> _Passage shown_:
# # # # #

# Multiples of 12 pieces in an opus



## teccomin (Mar 21, 2008)

Just throwing out a curious question, whats with the multiples of 12?
Paganini wrote 24 caprices
Chopin wrote 24 preludes and 12+12 etudes
Schumann wrote 12 Symphonic Etudes
Liszt wrote 12 transcendental etudes
Debussy wrote 12+12 preludes and 12 etudes
Scriabin wrote a group of 12 etudes and a group of 24 preludes
In each book of Bach's Well-tempered Clavier, theres 24 preludes and fugues


----------



## Huilunsoittaja (Apr 6, 2010)

You want to know why all those sets of Preludes, Etudes, etc. are either 12 or 24? It's because they are composed so that every key (major and/or minor) is played. There are 12 notes in the full octave.


----------



## teccomin (Mar 21, 2008)

Makes jolly sense  thanks.


----------



## jurianbai (Nov 23, 2008)

don't forget Pierre Rode's 24 Caprices for solo violin.
I think Paganini's caprices had key repeated, so not entirely got A to G keys.


----------



## starry (Jun 2, 2009)

OR are things multiples of 6 or even of 3?


----------



## GraemeG (Jun 30, 2009)

A lot of Vivaldi's published works were in sets of 12 concerti: op3, op6, op12...


----------



## Aramis (Mar 1, 2009)

I see you have no clue... let me enlighten you... these numbers... tell us... when... the... world... s....h....a...l....l......e....n.................................................................................................

# # # # #

> _Records shown_:
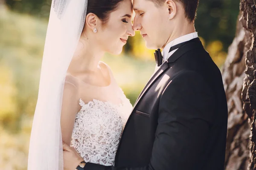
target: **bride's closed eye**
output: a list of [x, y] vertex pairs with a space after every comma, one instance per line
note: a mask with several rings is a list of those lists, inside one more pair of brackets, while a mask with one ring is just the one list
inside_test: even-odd
[[123, 19], [122, 20], [122, 21], [124, 23], [128, 23], [128, 21], [127, 21], [127, 20], [126, 19]]

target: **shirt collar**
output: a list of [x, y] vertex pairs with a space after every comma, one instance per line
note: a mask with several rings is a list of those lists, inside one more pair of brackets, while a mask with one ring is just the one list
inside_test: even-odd
[[189, 41], [198, 37], [198, 33], [197, 32], [195, 32], [180, 37], [168, 43], [163, 50], [162, 53], [164, 61], [166, 61], [168, 59], [167, 57], [168, 54], [169, 53], [169, 50], [171, 47], [175, 45], [177, 45], [178, 44]]

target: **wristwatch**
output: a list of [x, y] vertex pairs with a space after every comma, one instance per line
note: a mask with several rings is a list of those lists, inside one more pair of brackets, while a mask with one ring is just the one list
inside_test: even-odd
[[86, 162], [84, 161], [81, 162], [75, 170], [84, 170], [84, 167], [85, 166], [85, 164], [86, 164]]

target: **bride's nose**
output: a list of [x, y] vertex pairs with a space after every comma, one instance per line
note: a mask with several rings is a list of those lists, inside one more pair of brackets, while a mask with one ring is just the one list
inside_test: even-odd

# # # # #

> _Instructions for the task_: Continue the forum thread about opus sets that come in multiples of 12 from the point where it stops.

> _Task output_:
..................................................................................................................................
......................................................................... D!


----------



## Boccherini (Mar 29, 2010)

teccomin said:


> Just throwing out a curious question, whats with the multiples of 12?


Why this is necessary/essential?


----------



## HarpsichordConcerto (Jan 1, 2010)

Probably historic/traditional from a publisher's perspective. Vivaldi and Corelli had their opus numbers containing works in sets of twelve. The Corelli Opus 6 set of 12 concerti grossi reached "classic" status in the Baroque - precisely the very reason that Handel and his publisher wanted to do so, thus came about the greatest set of 12 concerti grossi ever, by Handel (also opus 6).


----------



## Jigsawwizard (May 16, 2010)

Boccherini, when is being an idiot essential? Teccomin asked a perfectly reasonable question and if you believe it's so unimportant, just don't leave a comment.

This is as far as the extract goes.